** Opening Given passage block **

Review by John Cranston
In the 23rd century humanity moves freely amongst the stars, it’s collective memories now stored in a vast network known as Eden. Scientists attempt to introduce Lumi, an artificial intelligence construct, to this database but inadvertently unleash a virus which attacks the memories held within Eden. It’s your job to dive in and purge the infection.
A concept akin to that of a cyberpunk novel, Child of Eden by Q Entertainment is part on-rails first person shooter, part rhythm-action game. With the choice of using either the Kinect sensor or a traditional controller, it’s hugely accessible, defined by its breathtaking visuals and available now for Xbox 360.
Aside from a brief introductory video, the storytelling in Child of Eden abandons traditional structures – there’s no narration, no cut scenes and loading screen plot summation. You must rely on your sense of interpretation as you travel through the different zones in Eden cleansing the memories of the virus that has beset them. If anything, it’s more like a virtual hula dance, with the uplifting music – a mash-up of mellow techno beats and J-pop – complementing the progressive visuals.
Each of Eden’s five levels, dubbed “archives”, are a virtual landscape filled with scenery, objects and enemies that relate to themes like nature, industry and evolution. You are armed with two primary weapons – a rapid firing laser, an eight shot homing missile (the “octolock”) – and a secondary weapon – a room-clearing smart-bomb. If you’re using Kinect, the movement of your hands controls the position of the target reticule, raising your left hand activates the laser, raising your right hand activates the octolock and shoving both arms in the air triggers the smart-bomb.
The enemies are usually more susceptible to one of the two primary weapons, so learning when to use each is the key to survival, as the longer the enemies fly around the screen the more likely they are to send a salvo of damaging purple rockets your way. Using the octolock is as simple as sweeping the reticule over a group of enemies and pushing your hand toward the Kinect sensor to fire, dispatching up to eight enemies in a single shot. Mastery of the octolock requires you to not only shoot eight enemies, but also to fire your shots in time to the beat of the music. Do this correctly and you’re on your way to racking up huge scores.

** Closing Given passage block **

- [Your task]:
According to the review above, how many levels does Eden contain, and what are they called?

** Opening Supplied entries block **

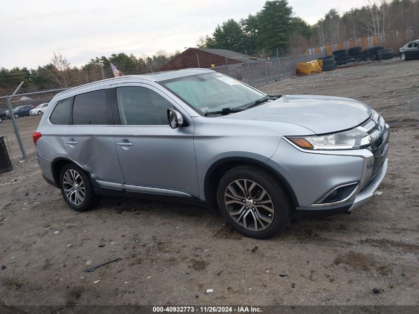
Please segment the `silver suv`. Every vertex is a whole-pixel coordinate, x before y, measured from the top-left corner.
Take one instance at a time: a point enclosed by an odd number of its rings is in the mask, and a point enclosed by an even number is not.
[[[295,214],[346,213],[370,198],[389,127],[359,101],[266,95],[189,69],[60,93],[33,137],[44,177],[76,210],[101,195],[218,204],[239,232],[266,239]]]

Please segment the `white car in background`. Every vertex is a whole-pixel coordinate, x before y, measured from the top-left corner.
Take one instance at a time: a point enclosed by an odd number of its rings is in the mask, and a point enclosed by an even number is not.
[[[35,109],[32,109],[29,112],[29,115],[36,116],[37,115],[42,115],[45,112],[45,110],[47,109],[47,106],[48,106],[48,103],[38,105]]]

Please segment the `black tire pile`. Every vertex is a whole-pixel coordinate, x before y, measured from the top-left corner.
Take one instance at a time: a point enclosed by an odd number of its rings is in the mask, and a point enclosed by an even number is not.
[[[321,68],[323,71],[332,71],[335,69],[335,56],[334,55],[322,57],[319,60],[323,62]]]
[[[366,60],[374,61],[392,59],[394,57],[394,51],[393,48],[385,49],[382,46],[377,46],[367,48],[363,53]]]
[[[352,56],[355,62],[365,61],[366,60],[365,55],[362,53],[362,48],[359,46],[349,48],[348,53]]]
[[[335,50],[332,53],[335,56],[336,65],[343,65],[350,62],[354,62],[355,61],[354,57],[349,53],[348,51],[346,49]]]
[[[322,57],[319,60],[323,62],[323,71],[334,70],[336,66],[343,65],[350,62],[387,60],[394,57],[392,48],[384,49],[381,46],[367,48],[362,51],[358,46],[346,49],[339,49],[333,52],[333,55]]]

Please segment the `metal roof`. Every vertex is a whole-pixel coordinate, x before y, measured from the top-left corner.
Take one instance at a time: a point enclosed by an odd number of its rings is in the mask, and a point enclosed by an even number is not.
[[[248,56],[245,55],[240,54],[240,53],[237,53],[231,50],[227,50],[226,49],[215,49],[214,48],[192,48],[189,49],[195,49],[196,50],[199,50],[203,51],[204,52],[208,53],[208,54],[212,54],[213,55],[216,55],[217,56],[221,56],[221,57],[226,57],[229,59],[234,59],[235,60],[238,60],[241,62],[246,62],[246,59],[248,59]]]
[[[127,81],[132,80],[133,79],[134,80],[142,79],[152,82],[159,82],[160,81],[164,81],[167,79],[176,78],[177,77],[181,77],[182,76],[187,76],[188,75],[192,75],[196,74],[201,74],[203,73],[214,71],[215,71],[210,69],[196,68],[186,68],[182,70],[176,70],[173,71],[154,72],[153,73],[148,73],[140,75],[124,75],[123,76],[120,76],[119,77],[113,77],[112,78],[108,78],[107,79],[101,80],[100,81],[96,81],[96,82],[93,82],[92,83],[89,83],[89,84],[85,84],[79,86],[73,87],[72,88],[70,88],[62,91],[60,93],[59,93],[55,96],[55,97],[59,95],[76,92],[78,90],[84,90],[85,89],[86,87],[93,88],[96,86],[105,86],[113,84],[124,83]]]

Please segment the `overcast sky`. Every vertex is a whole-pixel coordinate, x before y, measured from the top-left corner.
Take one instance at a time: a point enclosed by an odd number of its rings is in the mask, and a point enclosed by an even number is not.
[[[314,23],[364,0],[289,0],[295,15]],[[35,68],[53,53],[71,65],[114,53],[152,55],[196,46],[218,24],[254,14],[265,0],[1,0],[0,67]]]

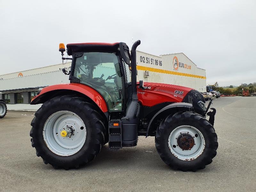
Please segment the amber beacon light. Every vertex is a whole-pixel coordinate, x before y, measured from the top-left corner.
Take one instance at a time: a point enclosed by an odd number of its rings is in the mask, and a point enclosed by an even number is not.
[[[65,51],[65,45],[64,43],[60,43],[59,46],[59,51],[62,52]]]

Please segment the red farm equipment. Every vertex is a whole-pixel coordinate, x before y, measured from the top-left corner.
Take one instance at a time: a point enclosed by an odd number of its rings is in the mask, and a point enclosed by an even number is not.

** Closing Supplied entries block **

- [Answer box]:
Eden contains five levels, which are called "archives."